À faire | Réécrivez l'extrait sur la répartition des richesses entre "Notons que seulement" et "personnes extrêmement fortunées.", inclus, en remplaçant "fortunées" par "aisées".

Extrait |
——————————

Les critiques diront qu’il suffit que ces 80% se développent à leur tour sans nécessairement s’accaparer les richesses des plus riches. Cependant, le partage des ressources dans un espace limité qu’est la terre ne donne pas vraiment raison à cette hypothèse. Si le développement doit effectivement se dérouler dans une mesure juste, ceci ne suffira pas pour justifier un équilibre de la répartition des richesses, donc de l’accès aux ressources.
Notons que seulement 80 personnes se partagent 1 900 milliards de dollars en 2014, soit 600 milliards de plus en 4 ans, alors que 3,5 milliards de personnes les moins riches doivent se partager les mêmes richesses que ces 80 personnes extrêmement fortunées.
4. Les riches encore plus riches, les pauvres toujours plus pauvres
On vous a probablement répété l’idée que l’augmentation des richesses est profitable à tous ? C’est peut-être vrai dans une certaine mesure, localement, avec un système de partage efficace. Mais à l’échelle mondiale, où la finance et un capitalisme de connivences règnent, rien ne semble plus faux depuis la crise. Ainsi, l’étude constate que dans la période où le patrimoine des plus riches explose de manière démesurée, celui des moins riches a fortement diminué, jusqu’à un croisement de courbes. Fin de la « théorie du ruissellement ».
5. 30% des milliardaires sont américains. 90% sont des hommes.
La caricature serait-elle proche de la réalité ? L’étude révèle également que la richesse est très injustement répartie surtout de manière géographique et sexuelle. La richesse a une forte tendance à se concentrer dans les pays occidentaux et dans les mains de la gente masculine. L’argent étant directement lié au pouvoir, on vous laisse tirer les conclusions que vous voudrez quant à l’égalité des sexes toute relative, chez les petits comme chez « les grands » de ce monde.

——————————

Données fournies |

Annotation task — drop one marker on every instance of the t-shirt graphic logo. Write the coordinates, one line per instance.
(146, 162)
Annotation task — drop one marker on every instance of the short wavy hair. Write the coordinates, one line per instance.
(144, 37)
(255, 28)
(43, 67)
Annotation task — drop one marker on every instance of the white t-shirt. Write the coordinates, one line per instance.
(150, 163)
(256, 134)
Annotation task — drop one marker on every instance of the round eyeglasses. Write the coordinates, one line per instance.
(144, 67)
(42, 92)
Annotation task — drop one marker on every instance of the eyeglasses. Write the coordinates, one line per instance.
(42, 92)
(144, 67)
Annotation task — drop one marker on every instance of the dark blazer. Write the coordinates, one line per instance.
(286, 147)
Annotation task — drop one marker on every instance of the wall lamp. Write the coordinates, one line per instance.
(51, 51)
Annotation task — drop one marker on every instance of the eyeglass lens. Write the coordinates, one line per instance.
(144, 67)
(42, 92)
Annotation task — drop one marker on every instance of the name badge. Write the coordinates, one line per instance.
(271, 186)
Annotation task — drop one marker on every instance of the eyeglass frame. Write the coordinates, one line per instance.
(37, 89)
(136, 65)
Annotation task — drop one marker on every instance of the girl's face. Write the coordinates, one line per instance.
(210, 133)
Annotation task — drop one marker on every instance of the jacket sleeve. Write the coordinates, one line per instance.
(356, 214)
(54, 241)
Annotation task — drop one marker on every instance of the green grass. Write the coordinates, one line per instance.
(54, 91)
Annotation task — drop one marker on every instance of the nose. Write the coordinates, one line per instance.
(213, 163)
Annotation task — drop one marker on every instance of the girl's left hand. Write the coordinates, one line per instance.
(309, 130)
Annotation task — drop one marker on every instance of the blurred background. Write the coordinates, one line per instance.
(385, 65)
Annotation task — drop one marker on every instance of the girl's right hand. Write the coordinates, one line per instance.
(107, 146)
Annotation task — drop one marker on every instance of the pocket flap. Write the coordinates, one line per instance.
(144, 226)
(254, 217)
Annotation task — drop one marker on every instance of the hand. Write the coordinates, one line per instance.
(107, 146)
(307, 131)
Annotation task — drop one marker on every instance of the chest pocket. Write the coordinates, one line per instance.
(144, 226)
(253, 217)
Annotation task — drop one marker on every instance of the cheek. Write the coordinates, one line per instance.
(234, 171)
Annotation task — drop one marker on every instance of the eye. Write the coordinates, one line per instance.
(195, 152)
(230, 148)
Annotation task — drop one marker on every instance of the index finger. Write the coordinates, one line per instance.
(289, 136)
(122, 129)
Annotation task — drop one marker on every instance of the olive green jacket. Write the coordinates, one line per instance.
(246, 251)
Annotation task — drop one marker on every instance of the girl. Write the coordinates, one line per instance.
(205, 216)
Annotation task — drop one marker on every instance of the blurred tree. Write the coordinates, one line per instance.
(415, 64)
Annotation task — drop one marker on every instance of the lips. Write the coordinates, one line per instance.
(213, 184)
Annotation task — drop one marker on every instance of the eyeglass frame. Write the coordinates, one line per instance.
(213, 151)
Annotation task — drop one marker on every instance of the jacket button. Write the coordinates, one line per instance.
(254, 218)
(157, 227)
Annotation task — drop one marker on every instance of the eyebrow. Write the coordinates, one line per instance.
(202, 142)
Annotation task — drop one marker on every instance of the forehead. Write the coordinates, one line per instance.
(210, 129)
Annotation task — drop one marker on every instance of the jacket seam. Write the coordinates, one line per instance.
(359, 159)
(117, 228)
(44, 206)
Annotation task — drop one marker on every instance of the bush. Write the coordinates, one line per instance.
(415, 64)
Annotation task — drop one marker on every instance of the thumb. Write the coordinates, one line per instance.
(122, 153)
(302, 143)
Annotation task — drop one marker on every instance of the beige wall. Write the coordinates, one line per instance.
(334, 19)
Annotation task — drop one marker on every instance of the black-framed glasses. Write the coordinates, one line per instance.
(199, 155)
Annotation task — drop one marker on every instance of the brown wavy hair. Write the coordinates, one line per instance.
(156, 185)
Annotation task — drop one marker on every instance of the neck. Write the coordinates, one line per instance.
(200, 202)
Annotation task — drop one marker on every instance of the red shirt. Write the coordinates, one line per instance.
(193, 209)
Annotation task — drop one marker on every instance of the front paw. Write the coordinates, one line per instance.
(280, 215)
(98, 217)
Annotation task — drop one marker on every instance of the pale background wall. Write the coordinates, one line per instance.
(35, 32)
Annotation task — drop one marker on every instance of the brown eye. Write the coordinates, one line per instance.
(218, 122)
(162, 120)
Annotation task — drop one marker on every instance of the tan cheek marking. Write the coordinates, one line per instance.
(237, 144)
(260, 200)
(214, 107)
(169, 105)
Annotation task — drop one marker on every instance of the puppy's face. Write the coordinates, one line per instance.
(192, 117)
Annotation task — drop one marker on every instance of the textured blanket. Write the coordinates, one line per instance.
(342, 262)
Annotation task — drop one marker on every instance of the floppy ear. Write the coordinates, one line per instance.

——————————

Réponse |
Notons que seulement 80 personnes se partagent 1 900 milliards de dollars en 2014, soit 600 milliards de plus en 4 ans, alors que 3,5 milliards de personnes les moins riches doivent se partager les mêmes richesses que ces 80 personnes extrêmement aisées.